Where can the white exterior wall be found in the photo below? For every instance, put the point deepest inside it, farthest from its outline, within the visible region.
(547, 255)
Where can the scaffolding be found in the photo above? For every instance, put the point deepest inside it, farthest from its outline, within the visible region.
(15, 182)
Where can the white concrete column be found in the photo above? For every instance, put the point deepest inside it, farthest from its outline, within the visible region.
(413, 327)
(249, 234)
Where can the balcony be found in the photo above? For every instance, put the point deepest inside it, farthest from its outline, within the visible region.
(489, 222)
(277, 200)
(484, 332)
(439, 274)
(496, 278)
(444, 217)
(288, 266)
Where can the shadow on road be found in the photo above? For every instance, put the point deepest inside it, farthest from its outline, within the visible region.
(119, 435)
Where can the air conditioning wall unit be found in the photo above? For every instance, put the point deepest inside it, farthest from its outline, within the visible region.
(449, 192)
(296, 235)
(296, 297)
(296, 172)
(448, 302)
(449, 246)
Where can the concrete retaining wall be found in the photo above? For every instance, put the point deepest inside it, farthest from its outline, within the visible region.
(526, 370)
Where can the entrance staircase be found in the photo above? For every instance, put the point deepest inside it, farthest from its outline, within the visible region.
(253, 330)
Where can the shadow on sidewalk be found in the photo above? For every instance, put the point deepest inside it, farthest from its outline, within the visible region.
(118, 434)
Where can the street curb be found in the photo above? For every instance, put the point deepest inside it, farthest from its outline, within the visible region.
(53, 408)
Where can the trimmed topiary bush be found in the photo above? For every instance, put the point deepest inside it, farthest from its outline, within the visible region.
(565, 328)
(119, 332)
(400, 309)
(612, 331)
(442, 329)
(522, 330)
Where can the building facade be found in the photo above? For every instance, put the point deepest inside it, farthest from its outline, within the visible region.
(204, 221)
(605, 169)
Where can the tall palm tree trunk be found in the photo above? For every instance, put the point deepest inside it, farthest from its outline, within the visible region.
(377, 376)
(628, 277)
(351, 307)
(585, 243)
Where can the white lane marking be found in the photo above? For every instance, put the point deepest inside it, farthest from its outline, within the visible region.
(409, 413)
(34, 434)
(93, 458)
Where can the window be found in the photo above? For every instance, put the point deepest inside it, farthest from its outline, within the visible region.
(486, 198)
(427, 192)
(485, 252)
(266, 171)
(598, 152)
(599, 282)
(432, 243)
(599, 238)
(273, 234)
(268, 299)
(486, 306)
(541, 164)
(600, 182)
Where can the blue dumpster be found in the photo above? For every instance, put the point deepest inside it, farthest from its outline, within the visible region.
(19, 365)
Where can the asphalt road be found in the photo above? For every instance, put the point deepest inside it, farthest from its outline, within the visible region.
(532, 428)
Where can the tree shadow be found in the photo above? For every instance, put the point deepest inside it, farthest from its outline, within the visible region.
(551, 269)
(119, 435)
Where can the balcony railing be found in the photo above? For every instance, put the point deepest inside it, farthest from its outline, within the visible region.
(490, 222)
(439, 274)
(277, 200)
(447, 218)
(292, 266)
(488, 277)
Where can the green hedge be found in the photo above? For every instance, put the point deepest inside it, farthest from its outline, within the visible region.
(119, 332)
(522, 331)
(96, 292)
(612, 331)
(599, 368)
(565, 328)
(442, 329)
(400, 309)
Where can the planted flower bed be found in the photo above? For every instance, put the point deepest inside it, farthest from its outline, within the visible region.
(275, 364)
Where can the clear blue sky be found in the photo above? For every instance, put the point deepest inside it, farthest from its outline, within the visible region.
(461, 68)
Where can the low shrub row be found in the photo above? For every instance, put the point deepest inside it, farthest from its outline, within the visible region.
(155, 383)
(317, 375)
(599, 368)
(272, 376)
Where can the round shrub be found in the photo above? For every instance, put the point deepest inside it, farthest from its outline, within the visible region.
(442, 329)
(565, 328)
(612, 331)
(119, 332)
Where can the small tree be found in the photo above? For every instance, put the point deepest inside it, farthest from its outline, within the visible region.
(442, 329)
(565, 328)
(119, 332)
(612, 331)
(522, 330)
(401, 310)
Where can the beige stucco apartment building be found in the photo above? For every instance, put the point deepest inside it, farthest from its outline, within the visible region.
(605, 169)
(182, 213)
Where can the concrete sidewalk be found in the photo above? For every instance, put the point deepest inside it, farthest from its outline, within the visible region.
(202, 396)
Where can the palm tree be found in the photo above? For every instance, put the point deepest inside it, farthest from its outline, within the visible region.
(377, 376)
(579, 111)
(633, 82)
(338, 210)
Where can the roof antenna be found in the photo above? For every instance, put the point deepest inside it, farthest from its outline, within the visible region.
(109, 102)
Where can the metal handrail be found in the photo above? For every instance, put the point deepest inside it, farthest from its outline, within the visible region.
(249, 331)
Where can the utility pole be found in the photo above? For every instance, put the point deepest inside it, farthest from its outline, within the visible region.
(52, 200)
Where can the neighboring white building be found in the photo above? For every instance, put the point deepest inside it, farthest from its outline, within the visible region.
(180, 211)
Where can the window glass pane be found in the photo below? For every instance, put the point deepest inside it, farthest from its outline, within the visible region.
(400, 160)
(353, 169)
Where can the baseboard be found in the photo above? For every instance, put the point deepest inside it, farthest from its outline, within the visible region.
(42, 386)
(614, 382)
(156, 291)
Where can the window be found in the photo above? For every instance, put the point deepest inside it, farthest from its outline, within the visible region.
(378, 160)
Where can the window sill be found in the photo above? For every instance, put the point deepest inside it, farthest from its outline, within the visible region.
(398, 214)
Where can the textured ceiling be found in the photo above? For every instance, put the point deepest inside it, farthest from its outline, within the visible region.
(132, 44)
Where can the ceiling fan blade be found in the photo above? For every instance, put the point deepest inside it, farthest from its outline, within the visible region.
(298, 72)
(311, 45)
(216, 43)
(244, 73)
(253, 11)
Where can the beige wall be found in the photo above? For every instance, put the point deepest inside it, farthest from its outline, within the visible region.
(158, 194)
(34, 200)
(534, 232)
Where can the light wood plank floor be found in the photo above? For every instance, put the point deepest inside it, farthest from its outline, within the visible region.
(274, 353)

_ _ _ _ _

THE EXERCISE –
Copy every record above exactly as it appears.

CORRECT RESPONSE –
Where can the white exterior wall be found in the photo below? For every instance, put the point deepest inside it, farthest from its outline, within the visible region.
(547, 255)
Where can the scaffolding be found in the photo above? For every instance, put the point deepest inside it, farthest from its outline, within the visible region.
(15, 182)
Where can the white concrete column be found in the photo above? For every instance, put the point deepest inside it, farthest from its outline, within the visible region.
(413, 327)
(249, 234)
Where can the balcony be found in the photo above? For every instance, put the point deepest inside it, farthest from its outline, within the visible region.
(489, 222)
(277, 200)
(484, 332)
(439, 274)
(496, 278)
(444, 217)
(288, 266)
Where can the shadow on road be found in the photo above? For every instance, put the point deepest inside it, farthest from its outline, within the visible region.
(119, 435)
Where can the air conditioning wall unit be found in the photo above? For every instance, put the point deepest inside it, farthest from its outline, within the visible region.
(449, 192)
(296, 235)
(296, 297)
(296, 172)
(448, 302)
(449, 246)
Where can the concrete retaining wall be found in the photo above? For every instance, put the point deepest inside it, farthest from its outline, within the visible region.
(526, 370)
Where can the entrance staircase be found in the photo above? For every instance, put the point deepest inside it, farthest from its outline, within the visible region.
(253, 330)
Where can the shadow on sidewalk be found in the photo above? For every instance, put the point deepest inside it, farthest from its outline, within the visible region.
(118, 434)
Where can the street curb be found in the photo above? For every instance, put the point deepest inside it, farthest from its outline, within the visible region.
(53, 408)
Where can the trimmed topiary bush be found in the photo above? For every instance, put the point deepest inside it, farthest from its outline, within the visible region.
(565, 328)
(119, 332)
(400, 309)
(612, 331)
(442, 329)
(522, 330)
Where can the building facade be found in the photo above? For every instance, put the point deepest inside it, farthest from its outline, within the visible region.
(204, 221)
(605, 169)
Where can the tall palm tree trunk be found in the photo above? For every instance, put the point deepest inside it, farthest from its outline, within the visible region.
(377, 376)
(628, 277)
(351, 307)
(585, 243)
Where can the white lane marking be found in the photo above? For every instance, put the point deepest inside it, farthest from its outline, within the visible region.
(409, 413)
(34, 434)
(93, 458)
Where can the window be found in the photo above? For every instance, put the point deepest inside it, farthest from its outline, within the visible region.
(486, 198)
(427, 192)
(485, 252)
(266, 171)
(598, 152)
(599, 282)
(432, 243)
(599, 238)
(273, 234)
(268, 299)
(486, 306)
(541, 164)
(600, 182)
Where can the blue dumpster be found in the photo above? For every instance, put the point deepest inside it, farthest from its outline, within the visible region.
(19, 365)
Where can the asphalt road be found in the photo above? For every instance, put the point deepest inside it, farthest from its outline, within the visible region.
(532, 428)
Where can the tree shadow be found in the photo above? For every instance, put the point deepest inside it, farthest from its outline, within the visible region.
(551, 269)
(119, 435)
Where can the balcony railing be found in the photo above? For every instance, put the point deepest inside it, farthest from its outline, within the visible region.
(490, 222)
(439, 274)
(277, 200)
(447, 218)
(292, 266)
(488, 277)
Where can the green hedge be found in the photo above? For every instance, put the point deepest inside it, farthest from its outline, within the visible region.
(119, 332)
(522, 331)
(96, 292)
(612, 331)
(599, 368)
(565, 328)
(442, 329)
(400, 309)
Where can the planted flower bed be found in the photo above? For every instance, put the point deepest inside it, farthest from its outline, within the visible region.
(275, 364)
Where can the clear blue sky be found in the photo above? For every instance, put the point deepest inside it, farthest from its outline, within the visible region.
(461, 68)
Where can the low shrub row be found in the photo above? For every instance, put the point deepest inside it, farthest from its outline, within the visible region.
(155, 383)
(317, 375)
(599, 368)
(272, 376)
Where can the round shrub be found in the photo above? For every instance, put the point deepest inside it, farthest from its outline, within the visible region.
(442, 329)
(565, 328)
(612, 331)
(119, 332)
Where can the small tree be found in the photo above? For every instance, put the point deepest inside it, farthest from its outline, within the visible region.
(442, 329)
(565, 328)
(119, 332)
(612, 331)
(522, 330)
(401, 310)
Where can the beige stucco apartment building be found in the photo above? For every instance, put the point deepest inside it, farthest from its outline, within the visible region.
(605, 169)
(182, 213)
Where can the concrete sidewalk be found in the photo above? For every instance, put the point deepest inside it, farthest from its outline, within the visible region.
(202, 396)
Where can the palm tree be found in the photo above? For every instance, put the point deepest inside it, farthest from its outline, within the visible region.
(377, 376)
(579, 111)
(633, 82)
(338, 210)
Where can the roof antenna be found in the photo above? For every instance, put the point deepest inside it, farthest from its outline, within the visible region.
(109, 102)
Where can the metal handrail be found in the photo above? For every instance, put the point deepest inside it, farthest from its outline, within the visible region.
(249, 331)
Where can the utility pole be found in the photo above? For every instance, put the point deepest inside it, farthest from its outline, within the visible region.
(52, 200)
Where can the neighboring white building be found in the photo above? For every instance, put the point deepest inside it, farthest from its outline, within the visible region.
(180, 211)
Where can the window glass pane be found in the photo below? For every instance, put the point deepest inside it, farthest from its outline, within the visible region.
(400, 160)
(353, 169)
Where can the baseboard be found in the photo above? For every instance, put the point deepest inside it, farthest from its outline, within the visible region.
(42, 386)
(614, 382)
(156, 291)
Where can the window be found in the photo above? For every instance, put the point deepest inside it, farthest from its outline, within the visible region.
(378, 160)
Where can the window sill be found in the photo above? For every instance, put the point deepest inside it, farthest from its outline, within the visible region.
(398, 214)
Where can the textured ceiling be found in the photo above? For every instance, put the point deepest inside it, farthest from its outline, within the visible region.
(132, 44)
Where can the ceiling fan blade be found in the photo above? For every instance, put the point deepest inside it, farthest from its outline, within the visible region.
(298, 72)
(311, 45)
(216, 43)
(244, 73)
(253, 11)
Where can the beige wall be found in the photo above? For every instance, put the point deepest inside it, farthest from its outline, within the visible region.
(158, 194)
(34, 200)
(534, 232)
Where can the light wood plank floor be found in the photo above? For every instance, put the point deepest inside it, farthest from its outline, within the visible region.
(274, 353)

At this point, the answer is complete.